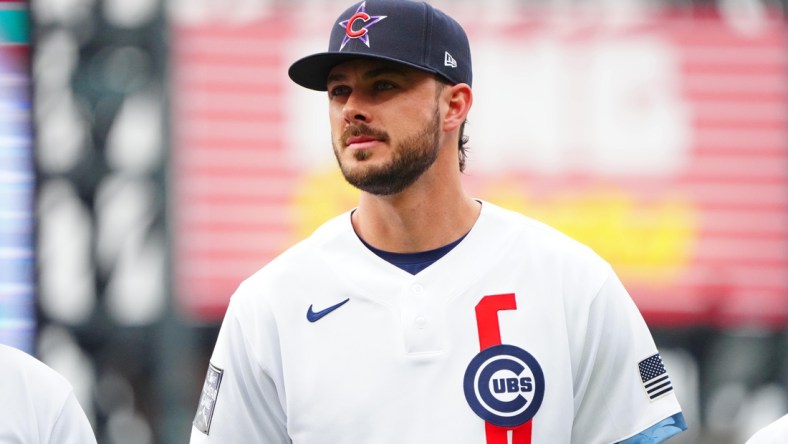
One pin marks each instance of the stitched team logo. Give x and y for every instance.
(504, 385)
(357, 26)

--

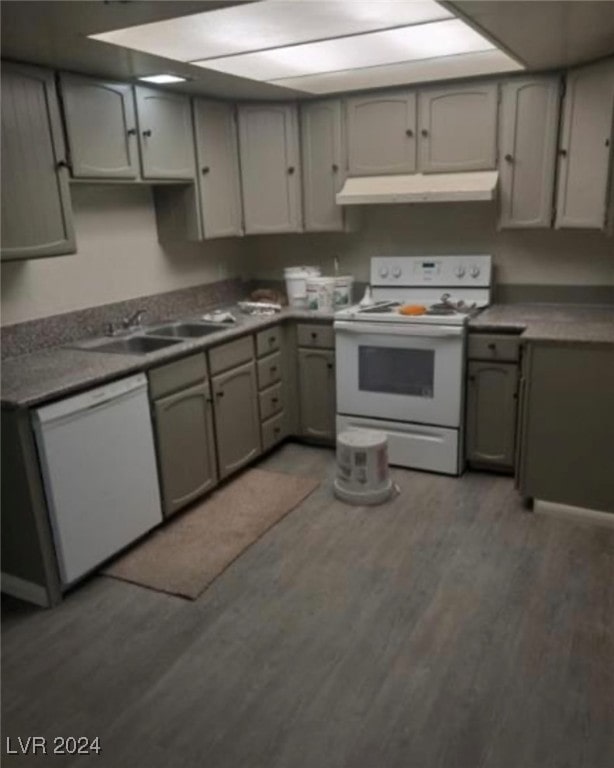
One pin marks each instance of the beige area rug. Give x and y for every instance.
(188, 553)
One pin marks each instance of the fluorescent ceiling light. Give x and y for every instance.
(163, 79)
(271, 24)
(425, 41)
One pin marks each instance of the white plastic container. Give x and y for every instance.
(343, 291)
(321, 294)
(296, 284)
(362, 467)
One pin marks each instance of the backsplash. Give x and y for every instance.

### WHAT IS REQUIRED
From the data above, output exactly the lines between the one containing "One pin marks each instance of the white" and the one containing "One pin marks each instance of the backsplash.", counting both of them.

### ANSWER
One pin marks each instance of the white plastic container. Give x and y for every instance.
(343, 291)
(321, 294)
(296, 284)
(362, 467)
One pin marks each instance of the backsplash. Give x and y for every instance.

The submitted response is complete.